◆ Ziel
Bearbeiten Sie die Zeilen ab derjenigen mit „[detect] glass facade“ bis einschließlich derjenigen mit „top-left (0, 576), bottom-right (1024, 682)“, indem Sie „graffiti“ durch „mural“ ersetzen und alles Übrige unverändert wiedergeben.

Auszug aus einem Datensatz
= = = = = = =

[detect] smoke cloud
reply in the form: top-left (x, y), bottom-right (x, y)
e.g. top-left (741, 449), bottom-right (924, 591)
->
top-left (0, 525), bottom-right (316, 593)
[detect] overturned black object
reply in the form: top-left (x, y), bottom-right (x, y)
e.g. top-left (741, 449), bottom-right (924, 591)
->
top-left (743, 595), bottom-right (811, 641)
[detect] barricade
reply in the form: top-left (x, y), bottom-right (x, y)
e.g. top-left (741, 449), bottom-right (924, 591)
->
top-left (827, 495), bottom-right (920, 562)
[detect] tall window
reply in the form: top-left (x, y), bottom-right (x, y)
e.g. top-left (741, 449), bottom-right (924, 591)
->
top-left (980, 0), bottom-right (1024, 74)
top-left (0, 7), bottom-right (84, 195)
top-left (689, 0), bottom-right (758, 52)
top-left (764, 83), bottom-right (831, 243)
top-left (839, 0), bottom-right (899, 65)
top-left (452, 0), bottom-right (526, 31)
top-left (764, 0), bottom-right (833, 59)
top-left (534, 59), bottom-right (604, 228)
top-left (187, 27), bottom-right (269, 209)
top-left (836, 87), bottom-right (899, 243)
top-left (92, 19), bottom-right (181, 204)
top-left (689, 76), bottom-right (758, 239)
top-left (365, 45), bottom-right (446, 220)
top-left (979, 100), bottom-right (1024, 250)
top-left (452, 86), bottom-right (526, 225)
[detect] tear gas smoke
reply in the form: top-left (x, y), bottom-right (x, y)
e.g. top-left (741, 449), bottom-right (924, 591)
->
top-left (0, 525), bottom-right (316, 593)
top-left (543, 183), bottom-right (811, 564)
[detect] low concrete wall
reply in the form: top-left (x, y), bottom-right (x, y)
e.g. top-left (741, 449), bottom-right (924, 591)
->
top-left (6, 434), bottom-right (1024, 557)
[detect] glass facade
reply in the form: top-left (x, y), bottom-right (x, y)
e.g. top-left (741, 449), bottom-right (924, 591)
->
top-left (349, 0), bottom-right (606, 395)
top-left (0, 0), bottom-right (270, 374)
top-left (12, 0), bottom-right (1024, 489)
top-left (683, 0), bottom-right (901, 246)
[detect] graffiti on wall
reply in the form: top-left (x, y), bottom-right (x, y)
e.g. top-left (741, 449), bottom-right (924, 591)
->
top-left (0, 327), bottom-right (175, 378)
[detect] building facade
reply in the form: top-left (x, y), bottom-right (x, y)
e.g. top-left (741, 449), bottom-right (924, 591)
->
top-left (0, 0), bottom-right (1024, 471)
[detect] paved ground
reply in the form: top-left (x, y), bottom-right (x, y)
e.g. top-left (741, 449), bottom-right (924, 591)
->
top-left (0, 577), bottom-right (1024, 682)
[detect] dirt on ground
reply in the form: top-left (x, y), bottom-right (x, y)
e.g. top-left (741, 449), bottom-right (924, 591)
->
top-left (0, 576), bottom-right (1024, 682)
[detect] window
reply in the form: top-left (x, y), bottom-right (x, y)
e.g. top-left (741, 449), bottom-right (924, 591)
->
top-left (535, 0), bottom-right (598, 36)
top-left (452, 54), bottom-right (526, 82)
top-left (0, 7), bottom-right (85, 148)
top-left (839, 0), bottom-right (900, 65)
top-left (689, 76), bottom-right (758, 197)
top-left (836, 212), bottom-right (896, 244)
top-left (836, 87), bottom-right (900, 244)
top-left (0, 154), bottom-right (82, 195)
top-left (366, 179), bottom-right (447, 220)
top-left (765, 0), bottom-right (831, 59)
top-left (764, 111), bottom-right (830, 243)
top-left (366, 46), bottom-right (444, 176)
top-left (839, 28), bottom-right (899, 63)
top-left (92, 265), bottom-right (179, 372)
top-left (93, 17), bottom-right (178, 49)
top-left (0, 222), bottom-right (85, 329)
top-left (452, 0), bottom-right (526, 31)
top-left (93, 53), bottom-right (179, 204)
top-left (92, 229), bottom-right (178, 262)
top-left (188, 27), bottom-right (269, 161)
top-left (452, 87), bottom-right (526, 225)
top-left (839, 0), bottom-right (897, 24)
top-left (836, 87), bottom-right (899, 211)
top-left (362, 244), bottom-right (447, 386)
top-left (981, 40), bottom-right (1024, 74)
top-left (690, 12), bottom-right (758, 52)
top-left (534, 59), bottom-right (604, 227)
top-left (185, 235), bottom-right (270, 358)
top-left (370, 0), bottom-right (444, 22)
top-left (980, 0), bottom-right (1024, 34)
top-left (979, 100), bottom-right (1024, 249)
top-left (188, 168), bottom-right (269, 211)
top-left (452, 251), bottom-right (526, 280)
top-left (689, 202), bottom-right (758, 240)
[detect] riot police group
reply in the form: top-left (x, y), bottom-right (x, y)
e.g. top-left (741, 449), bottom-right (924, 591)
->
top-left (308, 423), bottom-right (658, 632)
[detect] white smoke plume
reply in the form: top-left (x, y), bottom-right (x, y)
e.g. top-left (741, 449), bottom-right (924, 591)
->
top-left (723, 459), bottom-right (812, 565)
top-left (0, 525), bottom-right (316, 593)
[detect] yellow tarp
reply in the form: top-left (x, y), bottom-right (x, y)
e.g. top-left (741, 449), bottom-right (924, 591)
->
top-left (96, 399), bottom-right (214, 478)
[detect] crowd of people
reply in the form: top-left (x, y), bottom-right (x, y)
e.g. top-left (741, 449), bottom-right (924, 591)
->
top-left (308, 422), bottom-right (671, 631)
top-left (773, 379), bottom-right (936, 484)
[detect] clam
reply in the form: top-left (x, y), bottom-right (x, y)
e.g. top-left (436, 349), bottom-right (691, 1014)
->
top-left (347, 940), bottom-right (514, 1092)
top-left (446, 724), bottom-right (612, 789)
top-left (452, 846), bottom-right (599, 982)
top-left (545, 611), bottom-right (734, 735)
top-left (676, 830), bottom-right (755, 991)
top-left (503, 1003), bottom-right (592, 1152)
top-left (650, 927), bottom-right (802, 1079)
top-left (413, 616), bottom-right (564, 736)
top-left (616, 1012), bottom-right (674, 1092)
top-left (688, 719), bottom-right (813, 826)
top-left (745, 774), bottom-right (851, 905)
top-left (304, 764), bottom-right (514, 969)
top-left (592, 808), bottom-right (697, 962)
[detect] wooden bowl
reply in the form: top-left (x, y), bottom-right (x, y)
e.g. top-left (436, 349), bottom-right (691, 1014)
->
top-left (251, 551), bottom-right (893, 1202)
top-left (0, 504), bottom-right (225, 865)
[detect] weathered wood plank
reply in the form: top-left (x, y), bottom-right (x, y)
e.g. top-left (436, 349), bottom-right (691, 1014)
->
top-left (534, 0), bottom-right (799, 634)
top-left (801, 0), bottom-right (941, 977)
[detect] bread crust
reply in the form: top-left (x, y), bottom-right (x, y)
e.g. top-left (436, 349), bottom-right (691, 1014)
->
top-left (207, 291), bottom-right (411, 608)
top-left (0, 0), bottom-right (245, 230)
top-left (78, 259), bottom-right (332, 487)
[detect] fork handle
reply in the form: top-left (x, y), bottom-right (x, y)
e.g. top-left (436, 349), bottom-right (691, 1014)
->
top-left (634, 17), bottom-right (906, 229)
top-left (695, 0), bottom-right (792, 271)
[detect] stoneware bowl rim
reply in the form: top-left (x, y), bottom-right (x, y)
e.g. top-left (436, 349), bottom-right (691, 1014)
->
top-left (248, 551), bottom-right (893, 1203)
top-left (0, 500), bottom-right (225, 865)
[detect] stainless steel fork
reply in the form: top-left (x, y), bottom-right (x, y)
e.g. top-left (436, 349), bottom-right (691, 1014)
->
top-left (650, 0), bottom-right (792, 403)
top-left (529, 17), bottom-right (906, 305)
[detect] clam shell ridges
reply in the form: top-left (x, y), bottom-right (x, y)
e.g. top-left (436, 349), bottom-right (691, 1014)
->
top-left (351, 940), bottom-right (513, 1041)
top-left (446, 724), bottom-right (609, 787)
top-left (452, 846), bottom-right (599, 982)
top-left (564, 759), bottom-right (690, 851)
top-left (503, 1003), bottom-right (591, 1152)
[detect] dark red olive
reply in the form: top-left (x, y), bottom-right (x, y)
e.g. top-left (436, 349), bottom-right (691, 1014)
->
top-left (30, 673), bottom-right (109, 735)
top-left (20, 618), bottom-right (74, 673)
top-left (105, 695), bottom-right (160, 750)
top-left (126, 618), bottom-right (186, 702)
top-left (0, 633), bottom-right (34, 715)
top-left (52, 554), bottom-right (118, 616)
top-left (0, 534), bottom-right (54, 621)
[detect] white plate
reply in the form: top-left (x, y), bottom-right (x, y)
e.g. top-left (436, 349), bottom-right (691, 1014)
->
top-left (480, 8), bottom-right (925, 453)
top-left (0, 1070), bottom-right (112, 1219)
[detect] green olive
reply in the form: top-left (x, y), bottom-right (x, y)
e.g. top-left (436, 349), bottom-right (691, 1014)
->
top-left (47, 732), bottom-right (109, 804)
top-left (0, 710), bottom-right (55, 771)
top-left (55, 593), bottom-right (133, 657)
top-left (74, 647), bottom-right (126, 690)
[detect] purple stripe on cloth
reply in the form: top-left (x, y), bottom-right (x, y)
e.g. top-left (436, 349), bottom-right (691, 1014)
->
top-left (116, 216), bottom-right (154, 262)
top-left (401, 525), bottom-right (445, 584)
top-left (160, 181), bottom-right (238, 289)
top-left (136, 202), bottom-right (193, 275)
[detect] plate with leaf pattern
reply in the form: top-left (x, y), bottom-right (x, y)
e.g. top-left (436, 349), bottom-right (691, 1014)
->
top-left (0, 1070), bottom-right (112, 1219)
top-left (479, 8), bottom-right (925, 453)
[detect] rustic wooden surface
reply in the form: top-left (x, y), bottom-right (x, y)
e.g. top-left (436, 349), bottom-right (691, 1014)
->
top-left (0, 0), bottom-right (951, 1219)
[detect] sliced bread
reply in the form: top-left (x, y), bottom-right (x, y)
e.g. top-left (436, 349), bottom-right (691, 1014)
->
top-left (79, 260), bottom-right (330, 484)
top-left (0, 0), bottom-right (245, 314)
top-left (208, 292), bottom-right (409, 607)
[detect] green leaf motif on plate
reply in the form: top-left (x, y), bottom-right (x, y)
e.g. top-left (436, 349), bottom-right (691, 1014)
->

= = = = = = =

◆ Schriftliche Lösung
[detect] glass facade
reply in the form: top-left (x, y), bottom-right (x, y)
e.g. top-left (741, 449), bottom-right (924, 591)
->
top-left (349, 0), bottom-right (606, 395)
top-left (0, 0), bottom-right (270, 374)
top-left (12, 0), bottom-right (1024, 489)
top-left (683, 0), bottom-right (901, 246)
[detect] mural on wall
reply in the form: top-left (x, y), bottom-right (x, y)
e.g. top-left (741, 449), bottom-right (924, 591)
->
top-left (0, 327), bottom-right (175, 378)
[detect] building facade
reply in the form: top-left (x, y), bottom-right (x, y)
e.g. top-left (741, 449), bottom-right (924, 591)
->
top-left (0, 0), bottom-right (1024, 471)
[detect] paved ground
reply in the form: top-left (x, y), bottom-right (x, y)
e.g. top-left (741, 449), bottom-right (924, 591)
->
top-left (0, 577), bottom-right (1024, 682)
[detect] dirt on ground
reply in the form: top-left (x, y), bottom-right (x, y)
e.g. top-left (741, 449), bottom-right (924, 591)
->
top-left (0, 576), bottom-right (1024, 682)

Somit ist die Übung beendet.